[Excerpt from a dataset]
>>>

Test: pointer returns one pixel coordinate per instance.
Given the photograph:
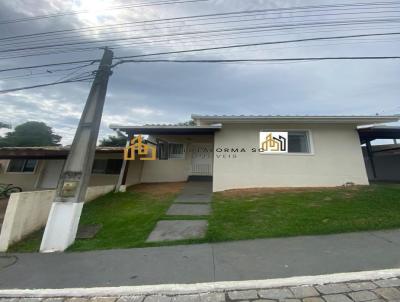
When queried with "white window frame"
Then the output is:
(22, 172)
(310, 141)
(182, 156)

<<<

▸ **Goal**: Rename "photograph" to "image" throughout the items and write them out again with nothing else changed. Leave the pictures out.

▸ **Solution below**:
Test: pointer returns one pixel coordinate per instance.
Given the image:
When queried with "white window frame"
Then the output is:
(22, 172)
(310, 141)
(182, 156)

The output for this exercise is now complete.